▶ _TEXT_:
╭──

# 300 AAC Blackout Advanced Armament Co.



## Seeker (Jul 6, 2009)

Anyone own one of these uppers? I am wondering what the best lower would you recommend for it. Not looking for anything but quality. What are your thoughts?


----------



## muney pit (Mar 24, 2014)

A buddy has one. It works as designed. As far as lowers Spikes,DPMS,Rock River, Stag,& S&W 15 are all good. Fit and finsh are gonna be the only thing you'll notice really. I bought some SI defense ones awhile back that had the front pin holes misaligned just a bit. But have pit several DPMS and S&W lowers together with no problems


----------



## Seeker (Jul 6, 2009)

Thanks muney pit.


----------



## Seeker (Jul 6, 2009)

muney pit said:


> A buddy has one. It works as designed. As far as lowers Spikes,DPMS,Rock River, Stag,& S&W 15 are all good. Fit and finsh are gonna be the only thing you'll notice really. I bought some SI defense ones awhile back that had the front pin holes misaligned just a bit. But have pit several DPMS and S&W lowers together with no problems


How does he like it?

Does he mess with loading his own bullts or do you know?


----------



## Navi (Jun 2, 2009)

I run one I built on a spikes lower and upper, Its a fun round especially suppressed.


----------



## muney pit (Mar 24, 2014)

Seeker said:


> How does he like it?
> 
> Does he mess with loading his own bullts or do you know?


He seemed to like it for what it is. He doesnt reload so the ammo is a bit pricey from what he said. I reload most of my stuff so i just reload sub sonic 308 ammo and havent done a 300blk out yet. I like the idea of have a sub sonic round that would cycle reliablely which his does, but also like haveing that full power 308 if i want it. Im sure I'll make one down the road. To many other irons in the fire right now.

╰──

▶ _DIRECTIVE A_:
In the 300 AAC Blackout thread, on which brand's lower and upper did Navi build his rifle?
▶ _DIRECTIVE B_:
Reproduce the stretch of the 300 AAC Blackout thread from "Anyone own one" through "are your thoughts?".
▶ _DIRECTIVE C_:
Carry on the 300 AAC Blackout thread from its last post.
The lines after this point come from a separate source.

▶ _DATA BLOCK_:
╭──

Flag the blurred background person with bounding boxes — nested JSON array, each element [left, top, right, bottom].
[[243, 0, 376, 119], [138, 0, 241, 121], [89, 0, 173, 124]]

╰──

▶ _EXERCISE RESULT A_:
Spikes.

▶ _EXERCISE RESULT B_:
Anyone own one of these uppers? I am wondering what the best lower would you recommend for it. Not looking for anything but quality. What are your thoughts?

▶ _EXERCISE RESULT C_:
----------



## muney pit (Mar 24, 2014)

Navi said:


> I run one I built on a spikes lower and upper, Its a fun round especially suppressed.


Do u roll your own? If not can u find sub ammo localy and how much usally?


----------



## Seeker (Jul 6, 2009)

Taking this project one piece at a time. Slow. I see powder is going to be an issue right now.


----------



## muney pit (Mar 24, 2014)

Seeker said:


> Taking this project one piece at a time. Slow. I see powder is going to be an issue right now.


Yes it is. I have sevral pounds of varget but man is it hard to use it seeing how its not around. I havent researched anything for the 300blk but do you know what powder you want to try first? Do u have a suppressor already? I have a yanke hill 7.62 that i cross use on my AR's and bolt guns.


----------



## horned frog (Nov 9, 2008)

Heavy bullets make good subsonic loads with A1680.
Lighter weight bullets for hunting load well with H110 powder. Both are a little tough to find. Mid weight bullets seem to be a bad compromise - not quiet like the subsonics and not much velocity or expansion for terminal performance.

Reloading is very cost effective, especially with converted brass. There is a guy in Beeville, Tx that sells converted 300 BLK brass polished and ready to load for under $200 per 1,000 delivered.

Dallasreloads.com is a good source for loaded 300 BLK ammo.


----------



## Seeker (Jul 6, 2009)

muney pit said:


> Yes it is. I have sevral pounds of varget but man is it hard to use it seeing how its not around. I havent researched anything for the 300blk but do you know what powder you want to try first? Do u have a suppressor already? I have a yanke hill 7.62 that i cross use on my AR's and bolt guns.


The (Hodgens) sp? H110 (as mentioned below) and Lil Gun were recommended.

Bullet: Hornaday 125gr SST. (But I am still researching this little jewel.

I need a Lyman's reloading manual. Anyone know where they are sold locally around Houston?


----------



## Seeker (Jul 6, 2009)

Okay:

MOA= Measurement Of Accuracy.. or grouping at 100 yrds for instance correct?

Or is it "Minute Of Angle"? 

Or Both? Thoughts?


----------



## BradV (Jun 27, 2012)

MOA is Minute of Angle


----------



## Seeker (Jul 6, 2009)

BradV said:


> MOA is Minute of Angle


Is there a formula for it? Slope=rise / run type of formula? Thanks for the feedback Brad.


----------



## muney pit (Mar 24, 2014)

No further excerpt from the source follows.